> [Task objective]
Can you write out all of the material below, word for word?

++++++++

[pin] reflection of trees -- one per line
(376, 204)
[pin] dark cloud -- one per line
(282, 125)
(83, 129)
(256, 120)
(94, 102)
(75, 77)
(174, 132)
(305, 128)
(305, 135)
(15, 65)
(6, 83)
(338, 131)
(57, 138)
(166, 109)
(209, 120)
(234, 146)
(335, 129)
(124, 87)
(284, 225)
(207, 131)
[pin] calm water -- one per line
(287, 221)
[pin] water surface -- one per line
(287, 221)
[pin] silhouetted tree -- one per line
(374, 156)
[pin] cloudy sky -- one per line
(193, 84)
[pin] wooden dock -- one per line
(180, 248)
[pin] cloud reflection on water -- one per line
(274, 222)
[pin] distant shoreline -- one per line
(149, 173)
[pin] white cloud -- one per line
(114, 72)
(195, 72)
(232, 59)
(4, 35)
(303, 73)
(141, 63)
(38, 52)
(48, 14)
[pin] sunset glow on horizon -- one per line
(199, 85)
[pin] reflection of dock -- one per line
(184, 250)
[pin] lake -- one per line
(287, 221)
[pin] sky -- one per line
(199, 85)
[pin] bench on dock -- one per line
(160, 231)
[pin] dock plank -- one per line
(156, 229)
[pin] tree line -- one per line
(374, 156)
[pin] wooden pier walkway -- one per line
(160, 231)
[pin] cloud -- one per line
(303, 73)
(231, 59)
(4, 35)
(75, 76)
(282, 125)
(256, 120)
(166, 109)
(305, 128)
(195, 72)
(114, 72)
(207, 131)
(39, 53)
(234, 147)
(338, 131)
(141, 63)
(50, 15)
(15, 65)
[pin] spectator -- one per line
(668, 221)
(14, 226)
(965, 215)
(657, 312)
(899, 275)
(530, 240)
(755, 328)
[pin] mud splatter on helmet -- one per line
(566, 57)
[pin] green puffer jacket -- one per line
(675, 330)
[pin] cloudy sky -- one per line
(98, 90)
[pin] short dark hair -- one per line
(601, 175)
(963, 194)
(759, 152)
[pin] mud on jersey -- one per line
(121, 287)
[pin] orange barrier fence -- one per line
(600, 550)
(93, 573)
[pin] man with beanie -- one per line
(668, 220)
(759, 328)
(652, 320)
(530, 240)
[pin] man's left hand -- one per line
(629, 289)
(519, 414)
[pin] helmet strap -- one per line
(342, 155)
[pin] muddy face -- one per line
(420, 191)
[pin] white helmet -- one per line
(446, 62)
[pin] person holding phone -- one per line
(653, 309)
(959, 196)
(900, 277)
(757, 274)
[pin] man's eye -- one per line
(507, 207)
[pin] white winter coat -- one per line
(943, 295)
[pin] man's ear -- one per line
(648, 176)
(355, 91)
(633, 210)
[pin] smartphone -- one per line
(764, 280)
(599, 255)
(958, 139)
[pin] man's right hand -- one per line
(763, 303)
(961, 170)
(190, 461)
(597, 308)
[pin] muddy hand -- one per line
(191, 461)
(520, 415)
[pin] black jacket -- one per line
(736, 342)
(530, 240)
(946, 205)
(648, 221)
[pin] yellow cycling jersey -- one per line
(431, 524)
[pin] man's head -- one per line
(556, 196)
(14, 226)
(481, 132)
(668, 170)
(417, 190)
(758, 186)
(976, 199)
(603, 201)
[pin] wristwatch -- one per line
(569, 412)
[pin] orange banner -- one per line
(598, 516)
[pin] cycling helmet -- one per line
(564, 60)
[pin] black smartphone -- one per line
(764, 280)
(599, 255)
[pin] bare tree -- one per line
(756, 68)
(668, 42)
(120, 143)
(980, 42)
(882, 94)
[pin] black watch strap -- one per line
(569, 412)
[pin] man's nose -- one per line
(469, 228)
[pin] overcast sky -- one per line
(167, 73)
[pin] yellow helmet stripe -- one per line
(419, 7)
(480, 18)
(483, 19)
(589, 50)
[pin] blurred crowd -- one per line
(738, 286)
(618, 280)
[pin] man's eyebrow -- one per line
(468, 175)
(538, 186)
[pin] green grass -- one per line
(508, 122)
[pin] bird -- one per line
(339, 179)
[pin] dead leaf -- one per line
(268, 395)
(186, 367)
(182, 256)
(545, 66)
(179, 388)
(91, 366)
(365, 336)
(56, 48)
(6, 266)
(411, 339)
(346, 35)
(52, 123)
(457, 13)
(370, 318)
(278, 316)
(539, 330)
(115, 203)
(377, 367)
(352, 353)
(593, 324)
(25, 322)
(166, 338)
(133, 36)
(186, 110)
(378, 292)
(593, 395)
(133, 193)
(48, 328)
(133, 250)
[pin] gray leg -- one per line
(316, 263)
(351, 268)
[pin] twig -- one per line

++++++++

> [Finished answer]
[pin] reflection of trees -- one per line
(376, 204)
[pin] dark cloud -- one per line
(282, 125)
(83, 129)
(256, 120)
(94, 102)
(75, 77)
(174, 132)
(305, 128)
(305, 135)
(15, 65)
(6, 83)
(338, 131)
(57, 138)
(166, 109)
(209, 120)
(234, 146)
(335, 129)
(124, 87)
(284, 225)
(207, 131)
[pin] calm water -- one per line
(287, 221)
[pin] water surface -- one per line
(287, 221)
[pin] silhouetted tree -- one per line
(374, 156)
[pin] cloudy sky -- one per line
(193, 84)
[pin] wooden dock -- one per line
(180, 248)
[pin] cloud reflection on water -- one per line
(274, 222)
[pin] distant shoreline -- one per line
(149, 173)
[pin] white cloud -- one per line
(114, 72)
(195, 72)
(232, 59)
(4, 35)
(303, 73)
(141, 63)
(38, 52)
(48, 14)
[pin] sunset glow on horizon -- one per line
(199, 85)
[pin] reflection of dock -- one per line
(184, 250)
[pin] lake -- one per line
(287, 221)
[pin] sky -- one per line
(199, 85)
[pin] bench on dock -- one per line
(160, 231)
[pin] dock plank -- one per line
(156, 229)
[pin] tree line -- one per line
(374, 156)
[pin] wooden pier walkway -- one per line
(160, 231)
[pin] cloud -- one per line
(303, 73)
(231, 59)
(4, 35)
(75, 76)
(282, 125)
(256, 120)
(166, 109)
(305, 128)
(195, 72)
(114, 72)
(207, 131)
(39, 53)
(234, 147)
(338, 131)
(141, 63)
(50, 15)
(15, 65)
[pin] spectator -- one per line
(668, 221)
(14, 226)
(965, 215)
(657, 312)
(899, 275)
(530, 240)
(755, 328)
[pin] mud splatter on helmet -- one per line
(566, 57)
[pin] green puffer jacket -- one per line
(675, 330)
[pin] cloudy sky -- one per line
(98, 90)
[pin] short dark hair -- one per line
(601, 175)
(963, 194)
(759, 152)
[pin] mud on jersey -- one per line
(121, 287)
[pin] orange barrier fence -- one per line
(600, 550)
(93, 573)
[pin] man with beanie -- one per line
(668, 220)
(759, 328)
(652, 320)
(530, 240)
[pin] man's left hand -- one per line
(629, 289)
(519, 414)
[pin] helmet strap -- one per line
(342, 155)
[pin] muddy face -- one per line
(420, 191)
[pin] white helmet -- one per line
(446, 62)
[pin] person holding phone -- one per line
(653, 309)
(959, 196)
(900, 277)
(757, 274)
[pin] man's eye -- one per line
(507, 207)
[pin] white winter coat -- one per line
(943, 295)
[pin] man's ear -- one per line
(648, 176)
(355, 91)
(633, 210)
[pin] smartphone -- one per line
(764, 280)
(599, 255)
(958, 139)
[pin] man's right hand -- one per line
(763, 303)
(961, 170)
(190, 461)
(597, 308)
[pin] muddy hand -- one per line
(191, 461)
(520, 415)
[pin] black jacket -- one per line
(736, 342)
(530, 240)
(946, 205)
(648, 221)
[pin] yellow cycling jersey -- one per line
(431, 524)
[pin] man's head -- one per line
(556, 196)
(14, 226)
(481, 132)
(668, 170)
(417, 190)
(758, 186)
(976, 199)
(603, 201)
[pin] wristwatch -- one per line
(569, 412)
[pin] orange banner -- one per line
(598, 516)
[pin] cycling helmet -- one per line
(564, 60)
[pin] black smartphone -- one per line
(764, 280)
(599, 255)
[pin] bare tree -- one per line
(756, 68)
(668, 42)
(120, 143)
(980, 42)
(882, 94)
[pin] black watch strap -- one per line
(569, 412)
[pin] man's nose -- one per line
(469, 228)
[pin] overcast sky -- one per line
(167, 73)
[pin] yellow helmet stripe -- one per line
(419, 7)
(480, 18)
(483, 19)
(589, 50)
[pin] blurred crowd -- one per line
(738, 286)
(618, 280)
[pin] man's eyebrow -- one per line
(468, 175)
(538, 186)
[pin] green grass -- one per line
(508, 122)
[pin] bird -- one per line
(339, 179)
[pin] dead leaf -- one per line
(268, 395)
(186, 367)
(182, 256)
(545, 66)
(179, 388)
(91, 366)
(365, 336)
(56, 48)
(6, 266)
(411, 339)
(346, 35)
(52, 123)
(457, 13)
(370, 318)
(278, 316)
(539, 330)
(115, 203)
(377, 367)
(352, 353)
(593, 324)
(25, 322)
(166, 338)
(133, 36)
(186, 110)
(378, 292)
(593, 395)
(133, 193)
(48, 328)
(133, 250)
[pin] gray leg -- one per line
(316, 263)
(351, 268)
[pin] twig -- one per line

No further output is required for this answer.